* TASK PROMPT: An exact, complete copy of the lines below is the expected answer.

╭──

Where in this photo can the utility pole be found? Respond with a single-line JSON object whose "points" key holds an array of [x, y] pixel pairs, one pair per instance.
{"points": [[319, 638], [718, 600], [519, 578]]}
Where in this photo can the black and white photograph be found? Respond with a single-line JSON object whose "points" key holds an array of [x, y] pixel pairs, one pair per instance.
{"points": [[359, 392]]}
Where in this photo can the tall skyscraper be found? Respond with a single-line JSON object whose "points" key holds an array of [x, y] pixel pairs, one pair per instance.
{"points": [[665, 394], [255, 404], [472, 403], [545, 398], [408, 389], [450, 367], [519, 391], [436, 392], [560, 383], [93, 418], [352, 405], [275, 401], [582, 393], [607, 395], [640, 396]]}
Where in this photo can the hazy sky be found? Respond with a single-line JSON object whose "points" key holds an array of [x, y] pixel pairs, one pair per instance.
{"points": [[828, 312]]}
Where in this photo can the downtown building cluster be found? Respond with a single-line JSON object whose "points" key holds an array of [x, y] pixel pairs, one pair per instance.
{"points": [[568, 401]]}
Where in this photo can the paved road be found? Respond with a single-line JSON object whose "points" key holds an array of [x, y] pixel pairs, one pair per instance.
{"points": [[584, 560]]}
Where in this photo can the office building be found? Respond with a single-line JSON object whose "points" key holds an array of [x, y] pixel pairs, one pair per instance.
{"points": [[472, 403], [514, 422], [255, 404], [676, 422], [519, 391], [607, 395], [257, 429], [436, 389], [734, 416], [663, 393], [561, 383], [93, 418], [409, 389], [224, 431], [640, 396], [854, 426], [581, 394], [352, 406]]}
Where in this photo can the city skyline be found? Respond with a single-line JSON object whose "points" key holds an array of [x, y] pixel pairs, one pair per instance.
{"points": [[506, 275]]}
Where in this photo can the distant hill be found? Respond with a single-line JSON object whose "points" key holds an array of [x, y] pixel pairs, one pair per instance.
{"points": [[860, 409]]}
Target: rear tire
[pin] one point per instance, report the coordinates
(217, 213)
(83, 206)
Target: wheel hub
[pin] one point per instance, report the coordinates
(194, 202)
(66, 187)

╰──

* COMPLETED TASK:
Where in this photo can the utility pole be found? Respond with a single-line JSON object whose "points" key holds an array of [x, y] pixel pairs, one pair per instance.
{"points": [[319, 638], [718, 600], [519, 578]]}
Where in this photo can the black and white photograph be found? Respond with a single-line JSON object whose "points" key holds an array of [x, y] pixel pairs, one pair per instance.
{"points": [[359, 392]]}
Where in this photo can the tall skyscraper be found? Respond with a single-line JSON object whose "points" key holds an array of [x, y] pixel pairs, one pair per instance.
{"points": [[665, 394], [255, 404], [472, 403], [545, 398], [408, 389], [450, 367], [519, 391], [436, 392], [560, 383], [93, 418], [352, 405], [275, 401], [582, 393], [607, 395], [640, 396]]}
Where in this photo can the hazy sky be found? Respond with a single-line JSON object whose "points" key holds an array of [x, y] pixel pairs, one pair per instance.
{"points": [[828, 312]]}
Where in this photo can the downtown building cluster be found? Respond with a single-line JSON object whose "points" key holds an array of [x, y] pixel pairs, one pair per instance.
{"points": [[568, 401]]}
Where in this photo can the paved road be found? Respond with a single-line JSON object whose "points" key holds an array of [x, y] pixel pairs, one pair per instance.
{"points": [[584, 560]]}
Where in this photo can the office building be found? Respond with a single-line JSON object whose "points" key holds an array of [x, y] pixel pairs, one pair per instance.
{"points": [[472, 403], [514, 422], [255, 404], [676, 422], [519, 391], [607, 395], [257, 429], [436, 389], [734, 416], [663, 393], [561, 383], [93, 418], [409, 389], [224, 431], [640, 396], [854, 426], [581, 394], [352, 406]]}
Where in this photo can the city skyline be found? Respond with a single-line JSON object whose "points" key holds an array of [x, y] pixel pairs, one pair per instance.
{"points": [[506, 275]]}
Where in this photo can the distant hill be found? Respond with a single-line JSON object whose "points" key holds an array of [x, y] pixel pairs, one pair per instance.
{"points": [[860, 409]]}
Target: rear tire
[pin] one point per instance, report the coordinates
(217, 213)
(83, 206)
Target: wheel hub
[pin] one point per instance, report the coordinates
(194, 202)
(66, 187)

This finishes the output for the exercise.